**Task to complete**
Across all lines of the entries, tally those with the word "acrylic" in them. The reply is the tally, by itself.
** Opening The records block **
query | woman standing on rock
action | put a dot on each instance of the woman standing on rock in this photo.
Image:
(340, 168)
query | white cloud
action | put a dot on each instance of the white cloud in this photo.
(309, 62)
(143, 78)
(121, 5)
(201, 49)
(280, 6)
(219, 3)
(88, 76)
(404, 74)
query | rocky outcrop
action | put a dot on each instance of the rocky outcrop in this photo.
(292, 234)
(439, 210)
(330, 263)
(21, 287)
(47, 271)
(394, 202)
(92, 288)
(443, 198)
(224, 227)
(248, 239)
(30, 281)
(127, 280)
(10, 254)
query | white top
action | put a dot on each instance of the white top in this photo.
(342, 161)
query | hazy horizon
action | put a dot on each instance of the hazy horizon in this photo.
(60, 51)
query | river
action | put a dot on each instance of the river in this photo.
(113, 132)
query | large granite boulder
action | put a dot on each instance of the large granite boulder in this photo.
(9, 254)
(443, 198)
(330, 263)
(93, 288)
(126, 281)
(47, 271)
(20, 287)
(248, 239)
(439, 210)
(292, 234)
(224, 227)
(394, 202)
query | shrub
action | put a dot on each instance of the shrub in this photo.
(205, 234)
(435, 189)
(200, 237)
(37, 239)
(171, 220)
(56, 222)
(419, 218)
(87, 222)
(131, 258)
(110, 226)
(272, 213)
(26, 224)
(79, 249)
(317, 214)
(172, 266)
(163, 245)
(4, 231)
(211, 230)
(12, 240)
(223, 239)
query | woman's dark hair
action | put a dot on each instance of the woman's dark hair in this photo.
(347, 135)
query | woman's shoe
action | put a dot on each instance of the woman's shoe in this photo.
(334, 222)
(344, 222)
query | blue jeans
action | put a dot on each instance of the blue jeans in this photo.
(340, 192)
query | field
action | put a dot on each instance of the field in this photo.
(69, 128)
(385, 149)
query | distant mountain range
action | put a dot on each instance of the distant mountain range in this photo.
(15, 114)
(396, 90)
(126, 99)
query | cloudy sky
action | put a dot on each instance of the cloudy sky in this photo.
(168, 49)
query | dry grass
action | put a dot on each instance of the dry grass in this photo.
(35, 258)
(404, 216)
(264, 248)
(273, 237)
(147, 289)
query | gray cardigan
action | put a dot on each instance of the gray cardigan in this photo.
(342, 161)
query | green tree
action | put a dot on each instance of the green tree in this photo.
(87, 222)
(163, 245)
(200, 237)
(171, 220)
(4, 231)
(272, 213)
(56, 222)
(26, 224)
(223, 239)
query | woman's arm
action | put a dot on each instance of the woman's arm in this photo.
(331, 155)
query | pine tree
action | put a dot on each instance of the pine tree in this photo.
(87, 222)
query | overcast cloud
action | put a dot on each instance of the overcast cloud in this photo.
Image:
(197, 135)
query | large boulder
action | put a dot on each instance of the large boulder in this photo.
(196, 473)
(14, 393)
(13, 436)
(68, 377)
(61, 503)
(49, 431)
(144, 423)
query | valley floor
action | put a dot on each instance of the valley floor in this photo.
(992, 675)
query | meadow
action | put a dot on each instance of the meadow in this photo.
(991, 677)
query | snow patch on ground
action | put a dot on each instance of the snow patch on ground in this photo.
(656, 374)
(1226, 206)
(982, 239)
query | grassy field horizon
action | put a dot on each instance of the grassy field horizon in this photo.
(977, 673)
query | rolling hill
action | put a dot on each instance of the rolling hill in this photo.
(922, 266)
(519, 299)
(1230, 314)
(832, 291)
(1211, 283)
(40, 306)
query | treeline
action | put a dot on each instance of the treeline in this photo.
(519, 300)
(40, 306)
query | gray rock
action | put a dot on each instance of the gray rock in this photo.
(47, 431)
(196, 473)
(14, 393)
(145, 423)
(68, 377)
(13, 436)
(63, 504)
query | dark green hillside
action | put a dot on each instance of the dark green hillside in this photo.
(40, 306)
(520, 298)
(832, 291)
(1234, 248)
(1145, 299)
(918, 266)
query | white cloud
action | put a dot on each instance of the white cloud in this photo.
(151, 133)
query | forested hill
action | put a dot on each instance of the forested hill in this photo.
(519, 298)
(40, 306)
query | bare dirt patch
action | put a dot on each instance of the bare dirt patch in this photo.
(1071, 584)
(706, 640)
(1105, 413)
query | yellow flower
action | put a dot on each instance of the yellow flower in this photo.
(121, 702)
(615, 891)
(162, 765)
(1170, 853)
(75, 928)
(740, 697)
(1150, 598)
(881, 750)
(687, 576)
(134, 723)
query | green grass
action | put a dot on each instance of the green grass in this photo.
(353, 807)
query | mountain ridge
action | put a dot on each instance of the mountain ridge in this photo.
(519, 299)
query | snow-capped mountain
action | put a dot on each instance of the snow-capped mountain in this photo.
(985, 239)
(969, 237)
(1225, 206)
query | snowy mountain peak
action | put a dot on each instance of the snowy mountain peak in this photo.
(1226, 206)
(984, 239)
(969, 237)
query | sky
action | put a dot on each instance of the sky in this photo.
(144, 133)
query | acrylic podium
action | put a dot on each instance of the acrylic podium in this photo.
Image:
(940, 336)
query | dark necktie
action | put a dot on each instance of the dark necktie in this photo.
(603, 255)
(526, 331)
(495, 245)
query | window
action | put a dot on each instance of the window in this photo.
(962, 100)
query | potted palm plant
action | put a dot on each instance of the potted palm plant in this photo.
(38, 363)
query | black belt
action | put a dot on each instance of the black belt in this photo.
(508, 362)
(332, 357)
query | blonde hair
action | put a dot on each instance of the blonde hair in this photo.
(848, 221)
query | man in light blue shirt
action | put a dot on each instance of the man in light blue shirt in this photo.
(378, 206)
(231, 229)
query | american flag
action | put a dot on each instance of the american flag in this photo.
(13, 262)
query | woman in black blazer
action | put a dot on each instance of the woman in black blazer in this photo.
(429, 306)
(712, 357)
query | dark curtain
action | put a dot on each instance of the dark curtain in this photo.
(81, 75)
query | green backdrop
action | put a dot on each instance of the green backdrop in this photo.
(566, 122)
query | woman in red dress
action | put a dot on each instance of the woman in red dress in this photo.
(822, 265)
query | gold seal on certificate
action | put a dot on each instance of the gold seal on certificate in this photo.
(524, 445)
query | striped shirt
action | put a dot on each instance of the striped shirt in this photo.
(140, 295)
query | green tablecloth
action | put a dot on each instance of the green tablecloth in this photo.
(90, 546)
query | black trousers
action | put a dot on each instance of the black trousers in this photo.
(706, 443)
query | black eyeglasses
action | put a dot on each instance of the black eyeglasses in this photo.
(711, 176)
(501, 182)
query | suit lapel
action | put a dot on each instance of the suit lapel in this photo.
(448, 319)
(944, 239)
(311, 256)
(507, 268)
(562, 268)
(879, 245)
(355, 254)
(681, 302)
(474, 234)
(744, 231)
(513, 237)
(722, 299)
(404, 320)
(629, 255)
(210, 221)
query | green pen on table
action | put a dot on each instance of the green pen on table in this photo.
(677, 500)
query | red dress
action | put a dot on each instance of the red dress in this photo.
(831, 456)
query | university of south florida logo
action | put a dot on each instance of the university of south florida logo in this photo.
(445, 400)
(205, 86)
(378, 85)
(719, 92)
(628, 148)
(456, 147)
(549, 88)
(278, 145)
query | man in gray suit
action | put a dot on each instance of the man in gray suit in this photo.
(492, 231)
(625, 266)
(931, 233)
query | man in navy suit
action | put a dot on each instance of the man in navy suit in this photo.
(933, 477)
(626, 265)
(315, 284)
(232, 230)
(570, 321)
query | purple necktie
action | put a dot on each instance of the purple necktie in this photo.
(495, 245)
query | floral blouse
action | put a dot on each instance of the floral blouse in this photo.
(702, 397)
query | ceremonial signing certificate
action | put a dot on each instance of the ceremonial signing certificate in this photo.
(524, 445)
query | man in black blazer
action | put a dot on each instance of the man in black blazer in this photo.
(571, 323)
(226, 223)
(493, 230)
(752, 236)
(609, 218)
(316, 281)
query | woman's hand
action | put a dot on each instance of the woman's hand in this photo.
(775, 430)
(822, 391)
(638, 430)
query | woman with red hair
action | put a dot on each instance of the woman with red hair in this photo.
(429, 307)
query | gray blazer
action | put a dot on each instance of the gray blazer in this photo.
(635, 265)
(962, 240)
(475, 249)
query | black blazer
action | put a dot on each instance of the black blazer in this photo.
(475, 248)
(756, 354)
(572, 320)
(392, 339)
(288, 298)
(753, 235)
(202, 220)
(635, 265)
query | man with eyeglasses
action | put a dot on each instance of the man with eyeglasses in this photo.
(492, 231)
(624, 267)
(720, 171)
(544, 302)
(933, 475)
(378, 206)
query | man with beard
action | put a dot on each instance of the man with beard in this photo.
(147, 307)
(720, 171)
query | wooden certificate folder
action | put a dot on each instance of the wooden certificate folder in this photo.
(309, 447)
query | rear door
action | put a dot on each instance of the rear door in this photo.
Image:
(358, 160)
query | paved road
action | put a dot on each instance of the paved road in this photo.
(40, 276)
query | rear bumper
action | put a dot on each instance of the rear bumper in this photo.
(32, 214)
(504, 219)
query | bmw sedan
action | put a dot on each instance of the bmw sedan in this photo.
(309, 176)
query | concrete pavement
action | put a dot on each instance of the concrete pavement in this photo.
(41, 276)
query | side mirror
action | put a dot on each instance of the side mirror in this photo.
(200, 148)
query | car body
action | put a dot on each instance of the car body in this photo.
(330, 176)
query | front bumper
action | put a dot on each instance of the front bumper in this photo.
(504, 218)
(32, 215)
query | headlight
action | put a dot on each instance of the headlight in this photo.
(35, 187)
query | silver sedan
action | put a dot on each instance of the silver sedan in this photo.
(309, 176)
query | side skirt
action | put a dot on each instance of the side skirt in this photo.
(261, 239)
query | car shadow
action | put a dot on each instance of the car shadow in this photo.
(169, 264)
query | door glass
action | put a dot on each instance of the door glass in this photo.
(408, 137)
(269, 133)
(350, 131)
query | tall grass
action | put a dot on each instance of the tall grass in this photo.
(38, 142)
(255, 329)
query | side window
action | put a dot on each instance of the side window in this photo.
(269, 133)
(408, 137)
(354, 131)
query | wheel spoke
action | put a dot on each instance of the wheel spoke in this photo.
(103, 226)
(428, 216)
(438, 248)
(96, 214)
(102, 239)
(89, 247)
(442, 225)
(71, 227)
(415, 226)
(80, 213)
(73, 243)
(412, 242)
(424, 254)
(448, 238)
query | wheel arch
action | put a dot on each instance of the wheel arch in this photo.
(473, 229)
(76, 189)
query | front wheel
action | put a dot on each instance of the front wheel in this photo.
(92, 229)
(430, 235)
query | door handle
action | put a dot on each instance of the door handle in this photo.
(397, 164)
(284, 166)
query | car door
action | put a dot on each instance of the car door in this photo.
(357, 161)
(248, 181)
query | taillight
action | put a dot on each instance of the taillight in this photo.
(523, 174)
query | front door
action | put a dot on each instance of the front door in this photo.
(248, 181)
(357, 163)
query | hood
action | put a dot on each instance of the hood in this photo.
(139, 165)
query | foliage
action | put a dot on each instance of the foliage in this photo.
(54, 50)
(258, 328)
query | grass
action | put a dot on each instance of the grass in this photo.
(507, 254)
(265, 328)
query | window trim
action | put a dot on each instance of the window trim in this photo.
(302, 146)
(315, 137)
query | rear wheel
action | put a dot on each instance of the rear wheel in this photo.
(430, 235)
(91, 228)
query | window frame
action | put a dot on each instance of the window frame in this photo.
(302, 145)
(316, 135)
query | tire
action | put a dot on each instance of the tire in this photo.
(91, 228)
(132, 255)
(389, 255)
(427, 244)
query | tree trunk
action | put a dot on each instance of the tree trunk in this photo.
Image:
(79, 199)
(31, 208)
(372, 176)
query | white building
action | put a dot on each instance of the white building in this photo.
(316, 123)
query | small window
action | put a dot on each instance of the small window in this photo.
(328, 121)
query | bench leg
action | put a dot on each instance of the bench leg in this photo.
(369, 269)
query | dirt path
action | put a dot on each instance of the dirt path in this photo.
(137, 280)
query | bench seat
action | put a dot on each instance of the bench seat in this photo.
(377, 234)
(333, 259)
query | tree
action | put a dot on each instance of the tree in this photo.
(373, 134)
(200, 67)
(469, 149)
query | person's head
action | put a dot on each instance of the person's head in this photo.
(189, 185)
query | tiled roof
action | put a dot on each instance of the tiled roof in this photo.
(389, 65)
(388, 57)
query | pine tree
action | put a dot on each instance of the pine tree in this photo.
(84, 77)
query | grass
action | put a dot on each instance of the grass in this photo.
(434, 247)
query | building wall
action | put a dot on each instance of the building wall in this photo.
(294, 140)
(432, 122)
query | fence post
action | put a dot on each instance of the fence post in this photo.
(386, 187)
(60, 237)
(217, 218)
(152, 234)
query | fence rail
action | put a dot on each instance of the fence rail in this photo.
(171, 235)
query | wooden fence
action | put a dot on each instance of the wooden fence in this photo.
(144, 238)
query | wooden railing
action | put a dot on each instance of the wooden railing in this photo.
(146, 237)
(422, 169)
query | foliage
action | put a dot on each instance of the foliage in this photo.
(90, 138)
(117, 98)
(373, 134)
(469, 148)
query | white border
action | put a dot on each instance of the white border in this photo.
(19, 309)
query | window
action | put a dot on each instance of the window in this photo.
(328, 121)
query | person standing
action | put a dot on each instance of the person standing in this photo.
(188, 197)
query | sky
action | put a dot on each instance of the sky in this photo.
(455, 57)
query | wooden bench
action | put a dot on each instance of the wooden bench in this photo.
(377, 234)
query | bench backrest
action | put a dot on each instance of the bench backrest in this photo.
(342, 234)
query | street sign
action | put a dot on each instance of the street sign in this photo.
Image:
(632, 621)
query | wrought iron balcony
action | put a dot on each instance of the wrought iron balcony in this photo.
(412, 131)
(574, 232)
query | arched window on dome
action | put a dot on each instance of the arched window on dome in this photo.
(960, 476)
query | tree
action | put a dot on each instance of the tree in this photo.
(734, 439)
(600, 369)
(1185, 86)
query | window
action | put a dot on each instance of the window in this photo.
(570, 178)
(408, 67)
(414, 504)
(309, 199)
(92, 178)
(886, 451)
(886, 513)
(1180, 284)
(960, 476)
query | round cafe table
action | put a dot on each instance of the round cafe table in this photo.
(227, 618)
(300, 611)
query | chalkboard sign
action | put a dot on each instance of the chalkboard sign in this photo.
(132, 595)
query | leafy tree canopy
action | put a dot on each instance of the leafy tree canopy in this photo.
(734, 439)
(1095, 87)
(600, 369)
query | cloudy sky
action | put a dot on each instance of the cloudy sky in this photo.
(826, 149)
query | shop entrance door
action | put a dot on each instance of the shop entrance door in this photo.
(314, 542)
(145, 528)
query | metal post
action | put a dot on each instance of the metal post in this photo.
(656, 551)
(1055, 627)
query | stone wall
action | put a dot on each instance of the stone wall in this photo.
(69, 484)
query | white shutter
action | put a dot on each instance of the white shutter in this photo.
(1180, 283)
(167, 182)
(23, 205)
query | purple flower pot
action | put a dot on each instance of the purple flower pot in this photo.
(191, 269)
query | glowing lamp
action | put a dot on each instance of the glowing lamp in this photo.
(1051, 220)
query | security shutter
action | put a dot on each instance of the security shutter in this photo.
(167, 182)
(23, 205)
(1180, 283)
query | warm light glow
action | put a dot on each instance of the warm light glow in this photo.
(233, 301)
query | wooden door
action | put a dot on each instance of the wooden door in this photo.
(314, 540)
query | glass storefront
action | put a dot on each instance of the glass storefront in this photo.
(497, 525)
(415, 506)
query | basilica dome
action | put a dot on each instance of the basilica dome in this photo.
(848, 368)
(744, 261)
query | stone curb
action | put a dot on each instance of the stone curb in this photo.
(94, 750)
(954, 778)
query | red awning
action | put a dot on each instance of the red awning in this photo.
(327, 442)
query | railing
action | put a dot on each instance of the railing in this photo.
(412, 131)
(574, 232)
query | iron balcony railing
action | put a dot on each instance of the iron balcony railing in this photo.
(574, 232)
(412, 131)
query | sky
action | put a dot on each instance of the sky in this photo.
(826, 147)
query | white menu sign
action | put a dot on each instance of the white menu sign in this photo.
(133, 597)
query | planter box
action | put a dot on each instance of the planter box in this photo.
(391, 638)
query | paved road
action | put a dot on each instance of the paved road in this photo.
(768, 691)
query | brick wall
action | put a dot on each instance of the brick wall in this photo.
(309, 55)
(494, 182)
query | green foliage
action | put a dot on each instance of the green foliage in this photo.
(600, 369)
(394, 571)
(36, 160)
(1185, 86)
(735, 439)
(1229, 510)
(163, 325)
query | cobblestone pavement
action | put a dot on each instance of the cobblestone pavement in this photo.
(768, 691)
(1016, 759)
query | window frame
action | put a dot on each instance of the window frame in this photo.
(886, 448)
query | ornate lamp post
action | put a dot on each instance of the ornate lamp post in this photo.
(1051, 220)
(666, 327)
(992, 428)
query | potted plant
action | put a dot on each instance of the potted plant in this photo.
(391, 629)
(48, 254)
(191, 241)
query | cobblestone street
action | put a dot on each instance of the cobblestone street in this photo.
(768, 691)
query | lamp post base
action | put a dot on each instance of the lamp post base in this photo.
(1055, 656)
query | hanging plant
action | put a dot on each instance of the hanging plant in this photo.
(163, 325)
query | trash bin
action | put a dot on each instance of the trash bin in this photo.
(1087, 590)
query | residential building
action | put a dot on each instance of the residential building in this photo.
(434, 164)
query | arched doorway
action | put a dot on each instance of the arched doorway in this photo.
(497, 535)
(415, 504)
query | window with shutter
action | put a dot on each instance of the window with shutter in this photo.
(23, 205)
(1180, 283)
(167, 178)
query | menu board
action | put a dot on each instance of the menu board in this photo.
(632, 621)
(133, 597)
** Closing The records block **
**Response box**
2